### Exercise objective
At the line with "Would you please identify the wooden", start repeating the data, and continue line by line through the final line, exactly.

### Extracted entries

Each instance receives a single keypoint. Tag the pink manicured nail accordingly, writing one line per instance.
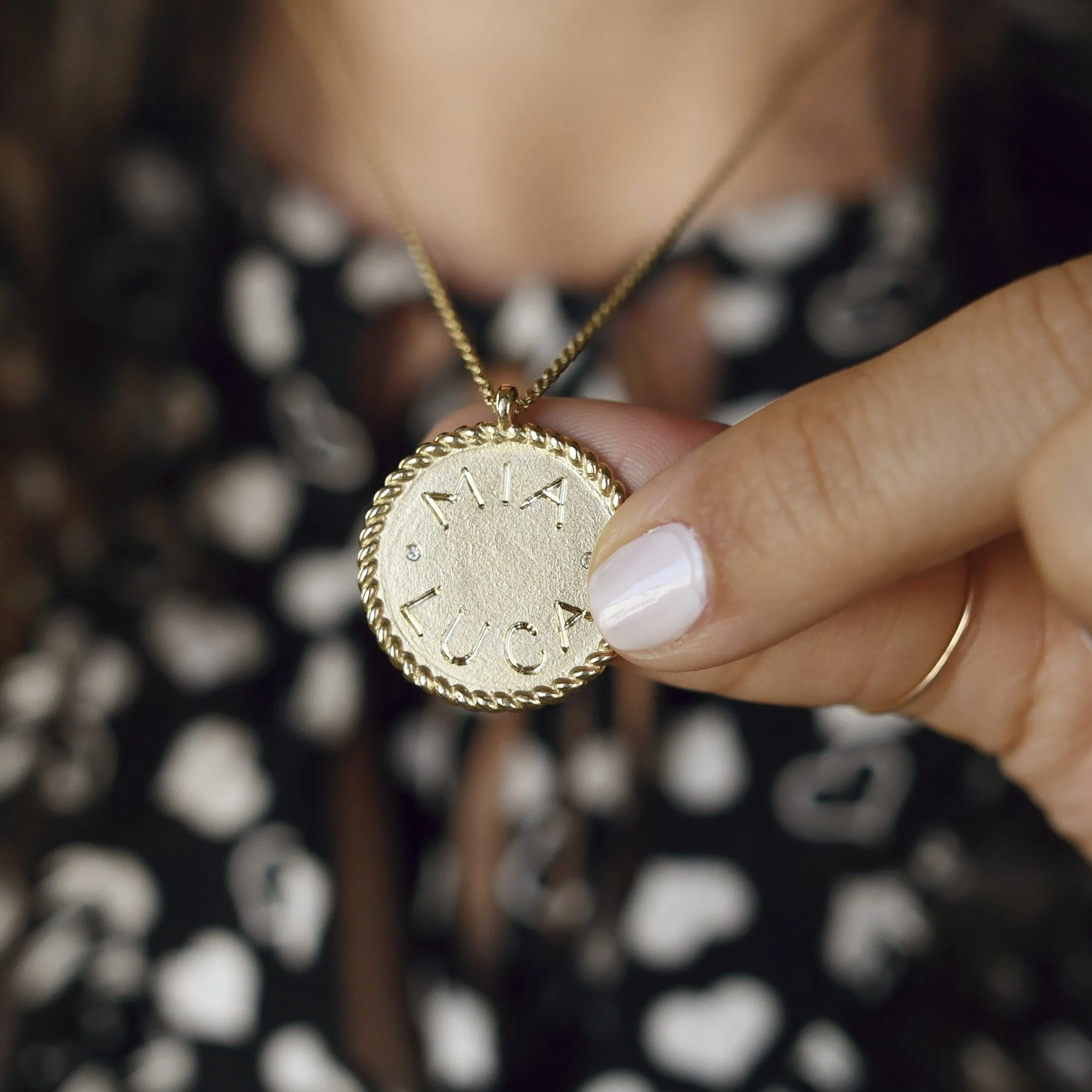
(650, 591)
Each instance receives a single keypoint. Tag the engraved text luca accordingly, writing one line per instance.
(556, 493)
(522, 651)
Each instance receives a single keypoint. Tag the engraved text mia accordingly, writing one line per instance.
(482, 563)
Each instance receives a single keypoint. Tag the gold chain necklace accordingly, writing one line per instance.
(474, 555)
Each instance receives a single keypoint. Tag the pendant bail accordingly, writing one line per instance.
(506, 399)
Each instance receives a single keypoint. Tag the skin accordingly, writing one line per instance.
(841, 522)
(555, 139)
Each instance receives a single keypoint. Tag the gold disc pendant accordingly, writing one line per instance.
(474, 565)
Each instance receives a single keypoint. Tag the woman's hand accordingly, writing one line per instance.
(819, 552)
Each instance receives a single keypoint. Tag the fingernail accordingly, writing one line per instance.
(650, 591)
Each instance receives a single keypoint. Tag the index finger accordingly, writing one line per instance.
(847, 485)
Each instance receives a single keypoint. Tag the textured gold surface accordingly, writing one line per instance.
(473, 576)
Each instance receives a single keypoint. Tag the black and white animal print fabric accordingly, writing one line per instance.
(743, 898)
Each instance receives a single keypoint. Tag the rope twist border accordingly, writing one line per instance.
(487, 433)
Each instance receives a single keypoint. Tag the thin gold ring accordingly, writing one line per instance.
(961, 629)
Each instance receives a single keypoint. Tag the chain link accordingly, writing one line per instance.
(318, 41)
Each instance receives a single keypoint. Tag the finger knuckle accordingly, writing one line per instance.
(1054, 309)
(810, 478)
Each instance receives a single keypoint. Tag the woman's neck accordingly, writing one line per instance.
(556, 138)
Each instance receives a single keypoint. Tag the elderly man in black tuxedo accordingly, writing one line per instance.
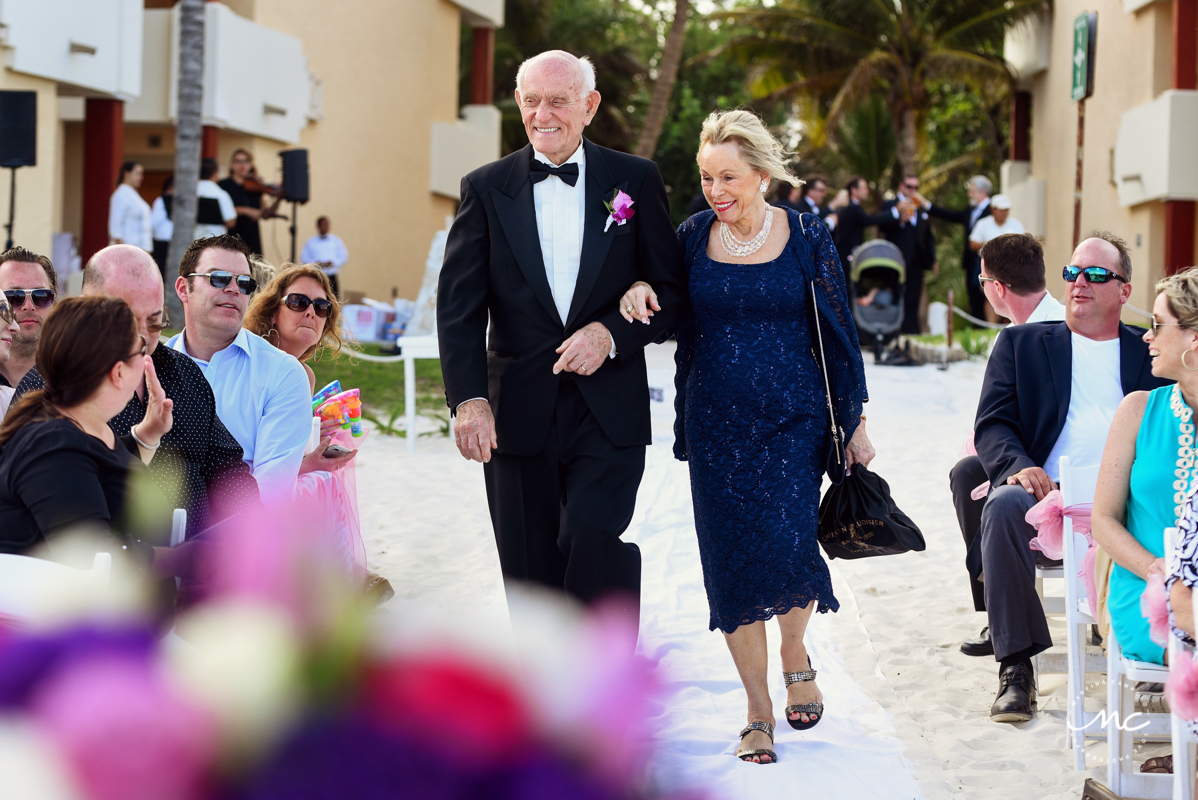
(1051, 389)
(546, 380)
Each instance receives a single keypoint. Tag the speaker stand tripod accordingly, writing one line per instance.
(12, 206)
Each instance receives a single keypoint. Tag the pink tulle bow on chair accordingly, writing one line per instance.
(1155, 608)
(1048, 519)
(1181, 688)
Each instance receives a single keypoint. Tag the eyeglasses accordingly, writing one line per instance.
(138, 352)
(1156, 325)
(41, 297)
(219, 279)
(300, 303)
(1093, 274)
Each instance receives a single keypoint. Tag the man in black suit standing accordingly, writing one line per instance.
(909, 231)
(546, 380)
(852, 220)
(979, 189)
(1051, 389)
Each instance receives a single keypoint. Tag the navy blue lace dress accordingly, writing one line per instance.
(751, 417)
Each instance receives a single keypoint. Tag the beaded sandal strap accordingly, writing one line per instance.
(764, 727)
(798, 677)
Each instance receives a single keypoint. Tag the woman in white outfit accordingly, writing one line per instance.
(128, 214)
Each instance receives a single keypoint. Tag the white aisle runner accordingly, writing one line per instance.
(853, 752)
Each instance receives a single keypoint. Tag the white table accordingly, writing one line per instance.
(413, 347)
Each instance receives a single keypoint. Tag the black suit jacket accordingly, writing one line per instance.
(969, 258)
(1024, 398)
(851, 224)
(496, 320)
(914, 240)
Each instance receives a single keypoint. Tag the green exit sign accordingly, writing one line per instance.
(1085, 29)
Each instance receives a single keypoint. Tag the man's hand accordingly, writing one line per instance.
(1033, 479)
(473, 430)
(585, 351)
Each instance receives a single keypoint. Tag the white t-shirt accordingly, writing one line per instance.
(1095, 393)
(210, 189)
(987, 229)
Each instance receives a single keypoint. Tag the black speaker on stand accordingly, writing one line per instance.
(295, 186)
(18, 141)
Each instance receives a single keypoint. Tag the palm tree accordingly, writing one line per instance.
(188, 135)
(840, 52)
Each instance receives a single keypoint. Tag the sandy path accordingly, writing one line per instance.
(906, 710)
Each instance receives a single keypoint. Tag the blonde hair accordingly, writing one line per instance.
(757, 146)
(1180, 292)
(260, 315)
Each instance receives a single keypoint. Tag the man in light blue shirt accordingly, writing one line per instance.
(261, 392)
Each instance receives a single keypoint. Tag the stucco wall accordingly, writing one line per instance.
(1132, 64)
(389, 70)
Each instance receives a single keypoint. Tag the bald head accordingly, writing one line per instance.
(128, 272)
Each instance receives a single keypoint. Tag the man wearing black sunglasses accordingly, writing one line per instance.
(1051, 389)
(261, 393)
(30, 285)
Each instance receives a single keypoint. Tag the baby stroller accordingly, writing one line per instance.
(876, 284)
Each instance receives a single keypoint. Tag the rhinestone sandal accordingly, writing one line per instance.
(746, 755)
(815, 709)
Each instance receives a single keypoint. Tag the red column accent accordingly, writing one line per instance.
(103, 146)
(1021, 127)
(1179, 214)
(482, 66)
(210, 144)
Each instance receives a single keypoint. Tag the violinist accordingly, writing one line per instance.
(247, 189)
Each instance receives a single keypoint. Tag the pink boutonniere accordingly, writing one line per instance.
(621, 210)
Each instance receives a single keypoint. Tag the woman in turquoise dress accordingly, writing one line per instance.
(1139, 491)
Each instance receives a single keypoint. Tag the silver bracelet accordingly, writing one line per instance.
(133, 432)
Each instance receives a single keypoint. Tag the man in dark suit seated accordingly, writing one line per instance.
(1051, 389)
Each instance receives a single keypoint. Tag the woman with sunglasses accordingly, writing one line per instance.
(61, 466)
(8, 328)
(298, 313)
(1148, 464)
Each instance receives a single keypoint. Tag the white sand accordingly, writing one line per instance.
(906, 711)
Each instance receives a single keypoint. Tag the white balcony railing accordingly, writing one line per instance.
(95, 44)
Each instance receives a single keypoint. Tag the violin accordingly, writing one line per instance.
(253, 183)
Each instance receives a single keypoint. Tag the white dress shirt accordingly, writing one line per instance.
(210, 189)
(561, 217)
(1048, 310)
(159, 223)
(128, 218)
(262, 399)
(325, 248)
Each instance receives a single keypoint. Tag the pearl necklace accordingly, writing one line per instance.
(738, 249)
(1181, 486)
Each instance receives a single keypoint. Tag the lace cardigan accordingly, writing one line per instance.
(821, 264)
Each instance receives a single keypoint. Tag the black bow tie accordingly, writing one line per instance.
(540, 170)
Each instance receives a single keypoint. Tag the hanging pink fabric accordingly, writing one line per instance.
(1048, 519)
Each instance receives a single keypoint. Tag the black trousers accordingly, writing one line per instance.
(558, 515)
(963, 478)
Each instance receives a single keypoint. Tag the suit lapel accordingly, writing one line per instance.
(1059, 347)
(600, 185)
(1131, 358)
(518, 217)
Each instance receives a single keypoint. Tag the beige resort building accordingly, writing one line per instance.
(369, 88)
(1141, 135)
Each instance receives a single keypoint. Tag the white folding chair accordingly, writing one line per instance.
(1184, 743)
(28, 585)
(1121, 720)
(1077, 486)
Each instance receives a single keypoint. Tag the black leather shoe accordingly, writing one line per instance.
(1016, 699)
(980, 646)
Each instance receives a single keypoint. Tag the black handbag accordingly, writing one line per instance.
(834, 446)
(859, 519)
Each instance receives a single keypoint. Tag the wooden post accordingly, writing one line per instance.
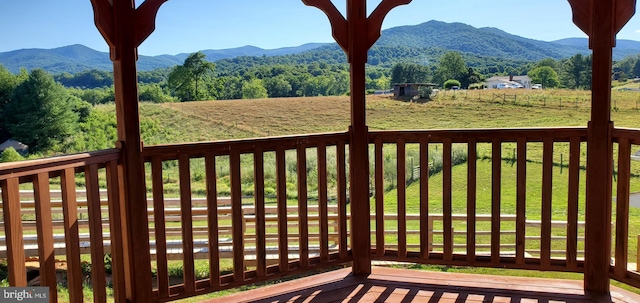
(124, 27)
(359, 149)
(600, 20)
(356, 34)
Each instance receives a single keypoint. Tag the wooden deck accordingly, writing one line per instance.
(401, 285)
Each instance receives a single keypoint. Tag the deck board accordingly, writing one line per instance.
(402, 285)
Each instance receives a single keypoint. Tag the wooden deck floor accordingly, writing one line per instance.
(401, 285)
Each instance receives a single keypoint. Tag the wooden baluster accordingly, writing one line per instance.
(98, 279)
(496, 179)
(521, 200)
(283, 234)
(72, 235)
(303, 225)
(160, 227)
(402, 198)
(13, 232)
(547, 188)
(622, 209)
(212, 219)
(261, 238)
(447, 208)
(342, 199)
(237, 223)
(322, 202)
(45, 234)
(116, 223)
(425, 230)
(471, 199)
(572, 208)
(379, 175)
(186, 221)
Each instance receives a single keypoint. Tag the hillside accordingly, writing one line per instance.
(77, 58)
(216, 120)
(424, 42)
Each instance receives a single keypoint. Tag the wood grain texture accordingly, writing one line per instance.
(186, 222)
(572, 203)
(342, 200)
(45, 234)
(496, 190)
(401, 158)
(72, 235)
(521, 200)
(322, 202)
(471, 198)
(622, 209)
(237, 221)
(425, 227)
(281, 184)
(547, 194)
(303, 226)
(599, 151)
(159, 225)
(447, 207)
(116, 231)
(379, 186)
(258, 171)
(98, 275)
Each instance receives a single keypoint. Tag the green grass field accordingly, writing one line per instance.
(221, 120)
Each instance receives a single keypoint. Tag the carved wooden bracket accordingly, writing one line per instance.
(339, 24)
(144, 21)
(582, 14)
(103, 16)
(377, 17)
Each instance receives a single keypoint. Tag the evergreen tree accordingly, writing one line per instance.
(544, 75)
(254, 89)
(39, 113)
(8, 83)
(451, 66)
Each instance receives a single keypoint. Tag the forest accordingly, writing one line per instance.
(53, 113)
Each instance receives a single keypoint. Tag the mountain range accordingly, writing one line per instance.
(481, 42)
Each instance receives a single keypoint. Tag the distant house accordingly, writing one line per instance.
(403, 90)
(508, 81)
(18, 146)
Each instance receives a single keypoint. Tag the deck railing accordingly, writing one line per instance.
(235, 213)
(624, 140)
(479, 240)
(44, 218)
(279, 237)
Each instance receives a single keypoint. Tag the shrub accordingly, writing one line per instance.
(451, 83)
(10, 155)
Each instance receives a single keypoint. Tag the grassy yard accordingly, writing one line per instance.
(221, 120)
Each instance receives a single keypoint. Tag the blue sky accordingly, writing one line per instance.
(185, 26)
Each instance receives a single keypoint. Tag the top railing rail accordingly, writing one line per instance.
(33, 167)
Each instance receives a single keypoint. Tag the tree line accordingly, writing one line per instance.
(54, 112)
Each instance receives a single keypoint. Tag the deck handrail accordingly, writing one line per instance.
(329, 221)
(31, 167)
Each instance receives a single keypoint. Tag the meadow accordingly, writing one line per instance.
(222, 120)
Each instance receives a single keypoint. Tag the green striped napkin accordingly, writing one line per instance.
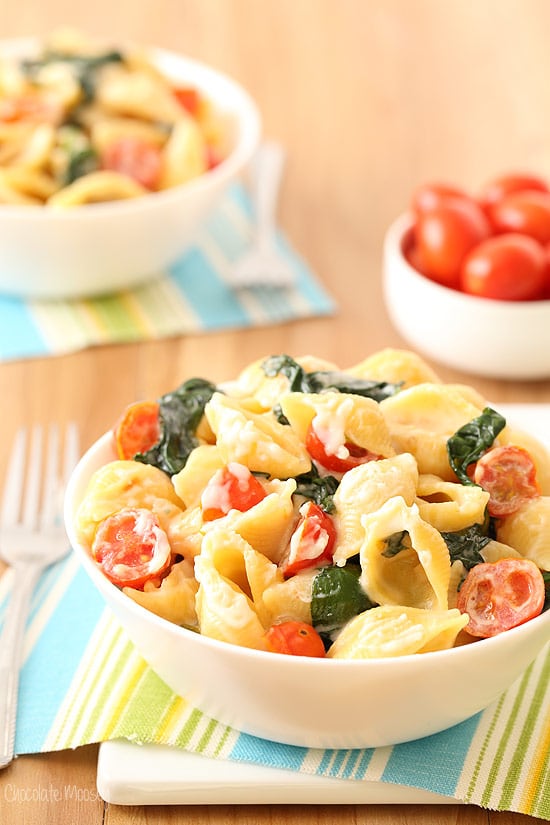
(193, 296)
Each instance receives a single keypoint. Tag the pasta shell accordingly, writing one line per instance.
(389, 631)
(255, 439)
(364, 490)
(416, 576)
(449, 506)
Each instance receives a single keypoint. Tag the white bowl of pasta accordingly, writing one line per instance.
(317, 612)
(477, 335)
(111, 159)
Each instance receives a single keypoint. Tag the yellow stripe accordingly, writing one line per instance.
(539, 764)
(131, 683)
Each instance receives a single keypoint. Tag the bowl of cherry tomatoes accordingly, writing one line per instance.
(467, 277)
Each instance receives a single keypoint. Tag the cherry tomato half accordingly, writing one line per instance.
(231, 488)
(136, 158)
(509, 475)
(337, 463)
(312, 543)
(509, 267)
(431, 195)
(524, 212)
(131, 547)
(444, 236)
(295, 639)
(138, 430)
(497, 189)
(500, 595)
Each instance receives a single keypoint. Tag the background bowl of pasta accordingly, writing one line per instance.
(503, 339)
(391, 673)
(110, 160)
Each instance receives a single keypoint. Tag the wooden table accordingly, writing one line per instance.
(370, 97)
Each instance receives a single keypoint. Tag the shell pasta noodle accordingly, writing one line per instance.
(83, 122)
(303, 507)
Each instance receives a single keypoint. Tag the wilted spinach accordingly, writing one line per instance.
(469, 443)
(180, 413)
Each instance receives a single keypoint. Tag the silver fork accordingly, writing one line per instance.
(32, 537)
(262, 264)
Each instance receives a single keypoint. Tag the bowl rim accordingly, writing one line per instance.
(248, 123)
(399, 232)
(83, 472)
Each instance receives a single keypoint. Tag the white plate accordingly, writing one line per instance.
(131, 774)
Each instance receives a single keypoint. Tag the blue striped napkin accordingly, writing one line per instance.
(194, 296)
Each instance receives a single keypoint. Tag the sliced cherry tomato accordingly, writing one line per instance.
(189, 98)
(136, 158)
(509, 475)
(132, 548)
(295, 639)
(431, 195)
(312, 542)
(138, 430)
(497, 189)
(500, 595)
(444, 236)
(524, 212)
(351, 454)
(231, 488)
(509, 267)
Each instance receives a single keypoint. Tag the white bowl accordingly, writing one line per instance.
(500, 339)
(323, 703)
(105, 247)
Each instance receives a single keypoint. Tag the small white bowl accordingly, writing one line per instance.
(499, 339)
(324, 703)
(105, 247)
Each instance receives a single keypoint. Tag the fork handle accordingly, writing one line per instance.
(11, 655)
(267, 171)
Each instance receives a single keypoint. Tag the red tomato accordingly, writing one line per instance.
(131, 547)
(295, 639)
(312, 542)
(444, 236)
(431, 195)
(138, 430)
(524, 212)
(231, 488)
(189, 98)
(497, 189)
(136, 158)
(509, 475)
(509, 267)
(500, 595)
(338, 464)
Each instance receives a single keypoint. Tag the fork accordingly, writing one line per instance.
(262, 264)
(32, 538)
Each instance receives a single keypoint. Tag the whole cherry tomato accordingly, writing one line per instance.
(500, 595)
(295, 639)
(444, 235)
(524, 212)
(497, 189)
(131, 547)
(509, 475)
(509, 267)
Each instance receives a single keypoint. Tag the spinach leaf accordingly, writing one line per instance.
(180, 414)
(319, 489)
(466, 545)
(472, 440)
(395, 543)
(317, 381)
(336, 597)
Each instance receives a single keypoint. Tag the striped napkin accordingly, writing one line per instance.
(83, 682)
(194, 296)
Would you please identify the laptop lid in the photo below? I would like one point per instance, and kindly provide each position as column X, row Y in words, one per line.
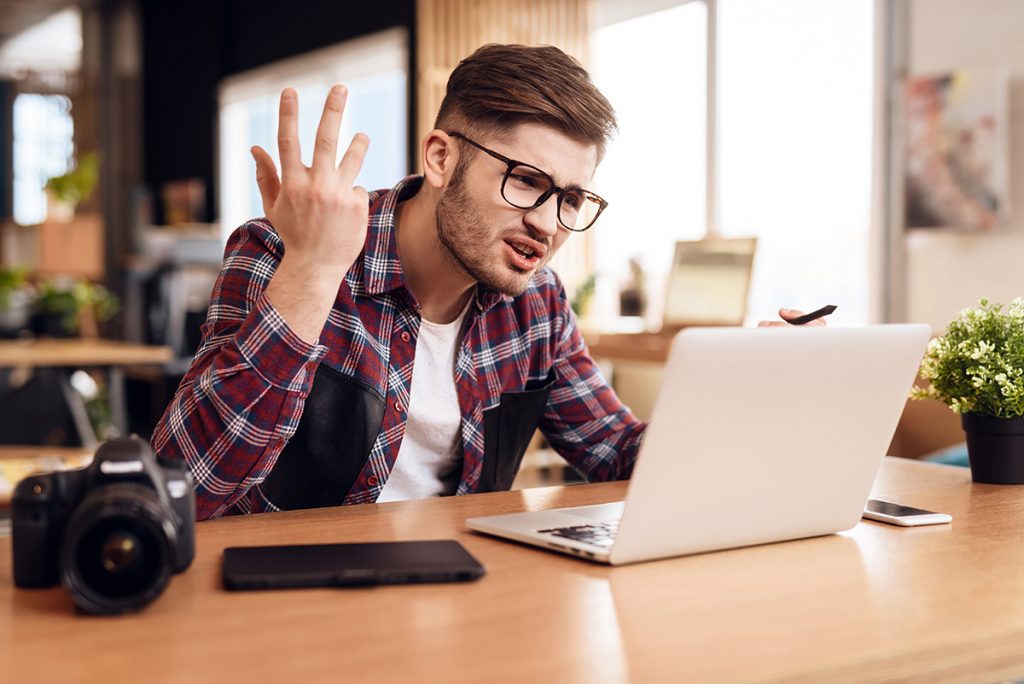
column 765, row 434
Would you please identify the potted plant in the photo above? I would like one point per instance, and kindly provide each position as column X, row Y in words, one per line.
column 977, row 369
column 66, row 307
column 66, row 190
column 15, row 300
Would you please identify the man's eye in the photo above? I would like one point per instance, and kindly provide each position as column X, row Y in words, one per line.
column 572, row 200
column 524, row 181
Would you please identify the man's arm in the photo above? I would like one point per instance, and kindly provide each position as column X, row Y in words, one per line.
column 243, row 397
column 585, row 421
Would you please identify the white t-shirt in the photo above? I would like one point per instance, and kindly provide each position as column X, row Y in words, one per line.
column 429, row 461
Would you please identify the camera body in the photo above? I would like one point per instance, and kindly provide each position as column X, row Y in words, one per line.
column 113, row 532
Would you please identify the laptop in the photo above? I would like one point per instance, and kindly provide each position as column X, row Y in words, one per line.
column 758, row 435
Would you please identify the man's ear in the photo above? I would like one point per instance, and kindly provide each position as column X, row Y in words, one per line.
column 440, row 156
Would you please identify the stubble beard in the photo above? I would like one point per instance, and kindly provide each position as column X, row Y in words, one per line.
column 465, row 241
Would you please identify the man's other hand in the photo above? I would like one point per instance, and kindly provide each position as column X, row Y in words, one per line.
column 788, row 314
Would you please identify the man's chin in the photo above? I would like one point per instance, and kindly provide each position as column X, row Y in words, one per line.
column 512, row 283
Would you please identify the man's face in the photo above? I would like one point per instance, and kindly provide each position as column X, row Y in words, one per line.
column 493, row 242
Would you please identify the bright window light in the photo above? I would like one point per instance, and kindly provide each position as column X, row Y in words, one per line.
column 43, row 148
column 652, row 69
column 795, row 150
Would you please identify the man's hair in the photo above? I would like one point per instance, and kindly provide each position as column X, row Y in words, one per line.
column 500, row 86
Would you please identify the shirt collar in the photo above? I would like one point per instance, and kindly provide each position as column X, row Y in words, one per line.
column 381, row 267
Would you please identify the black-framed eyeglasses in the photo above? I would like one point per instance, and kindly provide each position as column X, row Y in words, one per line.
column 525, row 186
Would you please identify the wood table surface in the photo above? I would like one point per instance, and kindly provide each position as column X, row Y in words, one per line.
column 53, row 352
column 875, row 603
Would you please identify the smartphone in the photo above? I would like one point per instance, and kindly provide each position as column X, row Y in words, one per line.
column 907, row 516
column 347, row 564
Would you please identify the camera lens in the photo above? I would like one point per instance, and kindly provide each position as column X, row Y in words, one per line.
column 117, row 554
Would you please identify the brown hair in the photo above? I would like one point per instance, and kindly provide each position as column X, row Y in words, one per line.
column 500, row 86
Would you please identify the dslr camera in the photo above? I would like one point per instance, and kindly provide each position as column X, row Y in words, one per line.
column 112, row 532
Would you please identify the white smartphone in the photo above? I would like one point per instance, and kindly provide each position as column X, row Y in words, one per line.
column 907, row 516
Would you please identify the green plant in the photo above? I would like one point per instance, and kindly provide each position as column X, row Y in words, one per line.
column 978, row 366
column 77, row 184
column 12, row 279
column 71, row 299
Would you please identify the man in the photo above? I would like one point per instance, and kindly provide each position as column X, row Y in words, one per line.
column 409, row 350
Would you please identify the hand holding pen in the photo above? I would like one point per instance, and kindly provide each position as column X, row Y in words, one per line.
column 795, row 317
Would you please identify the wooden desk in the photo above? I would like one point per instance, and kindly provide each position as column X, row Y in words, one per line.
column 70, row 353
column 630, row 346
column 880, row 603
column 76, row 352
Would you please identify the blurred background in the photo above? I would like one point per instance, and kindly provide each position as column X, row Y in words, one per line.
column 771, row 153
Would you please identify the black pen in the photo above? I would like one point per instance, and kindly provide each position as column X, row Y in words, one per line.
column 813, row 315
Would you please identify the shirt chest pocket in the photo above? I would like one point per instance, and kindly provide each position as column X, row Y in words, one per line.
column 507, row 431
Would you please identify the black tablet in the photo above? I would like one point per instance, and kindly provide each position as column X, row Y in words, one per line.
column 348, row 564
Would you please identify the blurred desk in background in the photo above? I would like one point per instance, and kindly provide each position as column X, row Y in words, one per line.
column 111, row 355
column 651, row 347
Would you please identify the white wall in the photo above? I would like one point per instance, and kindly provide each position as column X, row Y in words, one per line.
column 946, row 271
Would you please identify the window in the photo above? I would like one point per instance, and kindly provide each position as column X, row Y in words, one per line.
column 791, row 150
column 795, row 103
column 374, row 69
column 43, row 147
column 652, row 69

### Task result
Would you please identify the wooden desk in the photo above? I would like one point per instance, and kindly provide each position as column X, row Y in words, one per line.
column 70, row 353
column 630, row 346
column 880, row 603
column 76, row 352
Would you please identify the blurred background in the photo above? I would like one point per instance, and kindly provide each position as column X, row Y in words, one per line.
column 771, row 153
Would you please identify the black pen in the photo above? I would like one point per instance, and kindly provide each position as column X, row Y in words, one per line.
column 813, row 315
Would you please identify the shirt chest pocket in the photo above? I would like one point per instance, and kindly provide each position as column X, row Y in words, one per line.
column 507, row 431
Would you please identify the black tablet in the photo above? I would like one point per instance, and kindly provide each position as column X, row Y in words, one per line.
column 348, row 564
Would you please identify the blurred desk in background in the photo above? I would like one point per instance, and kindly provide each position as column X, row Y in words, one per line.
column 111, row 355
column 651, row 347
Would you please identify the white wall in the photo above? I would like one point per instance, and kindly provide each position as column X, row Y in words, one per line.
column 946, row 271
Would you please identify the window in the photo above? I would like one point per instance, and kindly provide each position as column X, row Y in words, one per line.
column 791, row 150
column 795, row 103
column 374, row 69
column 43, row 147
column 652, row 69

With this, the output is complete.